課題の要件:
**A)** 掲載文が『ことば遣い』を分けて扱うとしているテーマを、すべて挙げてください。
**B)** 掲載文の「ことばには、話す人の考え方・感じ方が表れます。」という一文を英語に訳してください。
**C)** 掲載文の「接客サービスの品質向上」から「心といった人柄さえ映します。」までを通して、「ベテラン社員さん」を「経験豊富な社員さん」に置き換えた形に書き改めてください。

株式会社リョケン

旅館経営の知恵

-リョケン研究員が
お届けする経営のヒント-

読んで見直す ことば遣いの基礎(1)
慣用句でイメージアップ

接客サービスの品質向上

今回は、ご要望の多い「ことば遣い」を取り上げます。

ことば遣いについてよく耳にする話は、「最近の若い人は、変わった言い回しをするので直すのに苦労します」「どうしてアクセントのおかしな話し方をするのでしょうか」という、おそらくご自分より若い世代の方々についての悩みです。

一方アンケートでは、ベテラン社員さんに対して「なれなれしい話し方が気になりました」「もてなしを受けているというより、言い聞かされているような気分でした」などという辛らつなご意見も寄せられます。

ことばには、話す人の考え方・感じ方が表れます。少なくとも、聞く人はそのように受け止めるでしょう。また、仕事への熱意や向上心といった人柄さえ映します。
コミュニケーションの基礎である『ことば遣い』を、4つのテーマに分けてじっくり磨きましょう。

 

 

【テーマ1】: 慣用句でイメージアップ
【テーマ2】: 印象を損ねる言いまわし
【テーマ3】: 言いにくい場面のことば
【テーマ4】: 美しいことばとしての敬語

 

 

1.まず、慣用句

敬語の使い分けを気にかけ過ぎて、ことばに詰まる人や話しかけるタイミングを逃してしまう人がいます。また、ことばのクセに本人が気付いていないことや、注意しても直らないこともあります。

そこで、慣用句です。慣用句は、常識の程度を容易に伝えます。使うだけで幼稚さが消え、仕事ぶりへの期待感を与えます。
また、返答や呼びかけ、話し始めに磨きをかけるだけでも、全体の印象がずいぶん変わります。ていねいに話す努力をしていること、ことばに気を遣っていることを、聞く人は少なからず評価してくれるものです。

コレクションの行
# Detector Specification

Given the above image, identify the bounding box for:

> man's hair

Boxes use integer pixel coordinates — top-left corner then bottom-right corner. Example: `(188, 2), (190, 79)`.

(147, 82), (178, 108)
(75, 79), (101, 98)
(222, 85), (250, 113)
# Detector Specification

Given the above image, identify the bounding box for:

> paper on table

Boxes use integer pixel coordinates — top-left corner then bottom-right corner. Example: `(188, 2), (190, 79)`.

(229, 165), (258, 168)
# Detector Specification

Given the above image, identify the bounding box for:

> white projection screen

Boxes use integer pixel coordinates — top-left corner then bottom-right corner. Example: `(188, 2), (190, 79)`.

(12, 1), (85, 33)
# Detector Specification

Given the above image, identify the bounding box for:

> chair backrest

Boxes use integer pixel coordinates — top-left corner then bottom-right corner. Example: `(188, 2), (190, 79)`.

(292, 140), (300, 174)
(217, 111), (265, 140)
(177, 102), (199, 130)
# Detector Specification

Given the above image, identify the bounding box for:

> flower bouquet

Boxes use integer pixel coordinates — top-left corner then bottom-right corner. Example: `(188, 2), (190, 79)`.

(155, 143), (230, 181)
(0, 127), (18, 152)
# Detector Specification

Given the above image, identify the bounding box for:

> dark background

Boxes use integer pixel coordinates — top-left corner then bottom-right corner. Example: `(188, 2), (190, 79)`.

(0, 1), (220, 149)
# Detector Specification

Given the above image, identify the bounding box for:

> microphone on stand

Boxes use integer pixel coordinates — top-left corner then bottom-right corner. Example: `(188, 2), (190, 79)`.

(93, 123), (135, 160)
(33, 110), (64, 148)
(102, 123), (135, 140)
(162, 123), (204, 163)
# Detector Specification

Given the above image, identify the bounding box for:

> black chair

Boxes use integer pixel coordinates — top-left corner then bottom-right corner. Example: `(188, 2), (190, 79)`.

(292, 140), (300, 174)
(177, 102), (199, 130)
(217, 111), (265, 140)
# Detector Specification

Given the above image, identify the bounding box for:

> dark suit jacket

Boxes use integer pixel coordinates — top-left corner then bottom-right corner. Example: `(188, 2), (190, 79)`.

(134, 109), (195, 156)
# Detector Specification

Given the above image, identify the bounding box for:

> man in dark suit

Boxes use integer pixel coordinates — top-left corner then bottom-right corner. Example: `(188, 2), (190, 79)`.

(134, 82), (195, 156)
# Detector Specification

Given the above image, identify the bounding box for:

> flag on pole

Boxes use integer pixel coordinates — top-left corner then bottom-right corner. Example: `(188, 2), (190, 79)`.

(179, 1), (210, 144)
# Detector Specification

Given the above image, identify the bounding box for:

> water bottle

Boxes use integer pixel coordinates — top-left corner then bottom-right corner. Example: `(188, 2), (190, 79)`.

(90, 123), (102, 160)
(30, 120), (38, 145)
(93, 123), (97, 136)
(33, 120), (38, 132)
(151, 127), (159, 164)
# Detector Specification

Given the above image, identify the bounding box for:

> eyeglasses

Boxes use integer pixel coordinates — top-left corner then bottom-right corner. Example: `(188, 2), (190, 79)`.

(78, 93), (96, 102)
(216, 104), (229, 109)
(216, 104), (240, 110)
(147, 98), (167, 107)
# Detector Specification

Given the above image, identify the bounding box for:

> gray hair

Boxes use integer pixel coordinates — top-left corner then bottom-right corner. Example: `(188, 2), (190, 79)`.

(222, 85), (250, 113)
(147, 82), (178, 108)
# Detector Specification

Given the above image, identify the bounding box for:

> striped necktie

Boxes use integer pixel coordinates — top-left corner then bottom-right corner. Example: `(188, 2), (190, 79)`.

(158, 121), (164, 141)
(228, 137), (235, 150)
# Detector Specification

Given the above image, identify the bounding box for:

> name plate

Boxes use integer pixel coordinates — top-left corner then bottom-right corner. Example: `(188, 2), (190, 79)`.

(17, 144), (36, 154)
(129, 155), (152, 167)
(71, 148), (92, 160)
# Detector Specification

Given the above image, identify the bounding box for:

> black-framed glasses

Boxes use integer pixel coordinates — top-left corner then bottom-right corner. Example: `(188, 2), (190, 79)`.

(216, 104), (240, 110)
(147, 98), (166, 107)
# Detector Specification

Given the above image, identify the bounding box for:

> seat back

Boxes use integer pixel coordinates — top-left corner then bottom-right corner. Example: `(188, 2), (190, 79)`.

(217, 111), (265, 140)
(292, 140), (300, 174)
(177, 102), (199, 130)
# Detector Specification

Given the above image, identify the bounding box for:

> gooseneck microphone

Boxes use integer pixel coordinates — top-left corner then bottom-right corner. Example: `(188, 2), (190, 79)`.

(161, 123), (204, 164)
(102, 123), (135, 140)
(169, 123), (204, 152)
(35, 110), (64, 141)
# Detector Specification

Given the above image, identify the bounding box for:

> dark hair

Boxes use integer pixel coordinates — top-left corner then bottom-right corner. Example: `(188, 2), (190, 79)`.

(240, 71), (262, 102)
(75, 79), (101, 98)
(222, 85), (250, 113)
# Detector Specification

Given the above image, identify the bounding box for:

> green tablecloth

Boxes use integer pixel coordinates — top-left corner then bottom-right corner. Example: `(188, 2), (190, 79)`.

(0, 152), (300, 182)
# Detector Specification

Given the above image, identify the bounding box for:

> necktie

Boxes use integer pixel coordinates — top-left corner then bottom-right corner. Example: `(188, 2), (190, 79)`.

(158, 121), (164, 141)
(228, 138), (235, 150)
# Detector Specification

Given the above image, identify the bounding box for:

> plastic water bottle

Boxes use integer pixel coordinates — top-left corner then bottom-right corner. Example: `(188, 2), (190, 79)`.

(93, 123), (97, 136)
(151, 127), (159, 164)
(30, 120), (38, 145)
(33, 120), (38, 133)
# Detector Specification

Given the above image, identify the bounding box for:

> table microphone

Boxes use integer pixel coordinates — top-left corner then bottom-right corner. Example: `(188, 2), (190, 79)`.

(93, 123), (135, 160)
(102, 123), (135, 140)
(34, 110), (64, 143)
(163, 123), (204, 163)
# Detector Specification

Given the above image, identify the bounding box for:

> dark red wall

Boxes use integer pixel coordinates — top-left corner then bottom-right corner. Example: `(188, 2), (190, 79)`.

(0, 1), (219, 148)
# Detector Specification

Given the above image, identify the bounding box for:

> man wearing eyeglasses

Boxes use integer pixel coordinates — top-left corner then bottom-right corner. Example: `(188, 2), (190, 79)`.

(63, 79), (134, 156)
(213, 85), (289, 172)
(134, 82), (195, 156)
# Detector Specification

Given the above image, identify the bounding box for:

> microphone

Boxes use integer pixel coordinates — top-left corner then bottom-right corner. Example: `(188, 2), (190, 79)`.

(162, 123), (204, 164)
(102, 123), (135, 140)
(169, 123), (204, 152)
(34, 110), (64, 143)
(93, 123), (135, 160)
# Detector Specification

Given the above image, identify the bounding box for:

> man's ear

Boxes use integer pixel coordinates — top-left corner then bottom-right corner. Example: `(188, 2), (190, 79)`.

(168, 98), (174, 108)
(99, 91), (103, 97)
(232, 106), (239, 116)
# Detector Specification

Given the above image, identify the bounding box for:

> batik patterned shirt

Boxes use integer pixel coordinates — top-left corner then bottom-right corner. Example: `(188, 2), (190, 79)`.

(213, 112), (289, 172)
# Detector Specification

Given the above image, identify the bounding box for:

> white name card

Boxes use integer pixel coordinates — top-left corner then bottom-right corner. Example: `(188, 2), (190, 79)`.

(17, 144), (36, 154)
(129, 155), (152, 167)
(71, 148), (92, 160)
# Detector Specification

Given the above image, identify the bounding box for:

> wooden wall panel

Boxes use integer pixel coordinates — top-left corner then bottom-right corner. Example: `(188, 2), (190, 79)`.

完成した課題:
**A)**
- 慣用句でイメージアップ
- 印象を損ねる言いまわし
- 言いにくい場面のことば
- 美しいことばとしての敬語

**B)** A speaker's way of thinking and feeling shows in their words.

**C)**
接客サービスの品質向上

今回は、ご要望の多い「ことば遣い」を取り上げます。

ことば遣いについてよく耳にする話は、「最近の若い人は、変わった言い回しをするので直すのに苦労します」「どうしてアクセントのおかしな話し方をするのでしょうか」という、おそらくご自分より若い世代の方々についての悩みです。

一方アンケートでは、経験豊富な社員さんに対して「なれなれしい話し方が気になりました」「もてなしを受けているというより、言い聞かされているような気分でした」などという辛らつなご意見も寄せられます。

ことばには、話す人の考え方・感じ方が表れます。少なくとも、聞く人はそのように受け止めるでしょう。また、仕事への熱意や向上心といった人柄さえ映します。